# Selected text
Start of Block

The Autobiography of Gucci Mane. Gucci Mane & Neil Martinez-Belkin. 2017. Simon & Schuster. 270 pages. [Source: Public library].
Trap God. Guwop. Gucci Mane. Radric Davis. All names for the same man whose career — and rap sheet — has read like a serious of unfortunate events. Admittedly, I am not a Gucci Mane fan. There are a handful of songs of his that I like, but otherwise, I’ve only been as familiar with him as Twitter’s trending topics demanded. Nonetheless, I was intrigued by the fact that a rapper who has spent at least a third of his “fame” behind bars still maintained a near cult-like fan base.
I picked up this book mostly because I didn’t understand quite why the man with an ice-cream cone tat on his cheek actually got a book deal. I heard he had a “glow up” after his most recent prison stint, and figured this was part of it. I put myself on the hold list with my local library and came into this book with low expectations. I was hating a little bit, but I was genuinely interested in what he had to share.
When I started reading, though?
The most accurate way I can describe this autobiography is to say it reads like grimy street fiction with a writing style that would be stamped with approval by Strunk & White. Gucci Mane’s story is fascinating, and I could not put this down! I thoroughly enjoyed the retelling of his family’s history, his childhood, and how he ended up in Atlanta. It was easy to see how things went left for him early on, and I appreciated his reflection on his own missteps at various points in his life. What I respected most, though, was his willingness to be honest and own up to how he derailed his own career and took ownership over his failures.

End of Block

# Stored data entries

Start of Block

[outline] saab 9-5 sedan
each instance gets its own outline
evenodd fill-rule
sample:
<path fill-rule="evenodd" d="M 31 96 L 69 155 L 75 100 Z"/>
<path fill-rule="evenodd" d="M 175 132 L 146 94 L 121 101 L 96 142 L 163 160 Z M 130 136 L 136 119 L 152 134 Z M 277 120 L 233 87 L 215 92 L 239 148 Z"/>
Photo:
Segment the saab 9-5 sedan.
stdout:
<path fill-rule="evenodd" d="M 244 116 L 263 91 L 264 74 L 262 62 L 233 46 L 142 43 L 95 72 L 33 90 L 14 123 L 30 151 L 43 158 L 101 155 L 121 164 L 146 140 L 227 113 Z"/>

End of Block

# Required work
A. Summarize the book review in two sentences.
B. According to the book review, who co-wrote the autobiography with Gucci Mane?
The listing was taken from a separate source.

# Results
A. The reviewer, who is not a Gucci Mane fan, borrowed his autobiography from the local library with low expectations, mainly curious about why he got a book deal. The book turned out to be fascinating and hard to put down, and the reviewer most respected his honesty in owning up to how he derailed his own career.

B. Neil Martinez-Belkin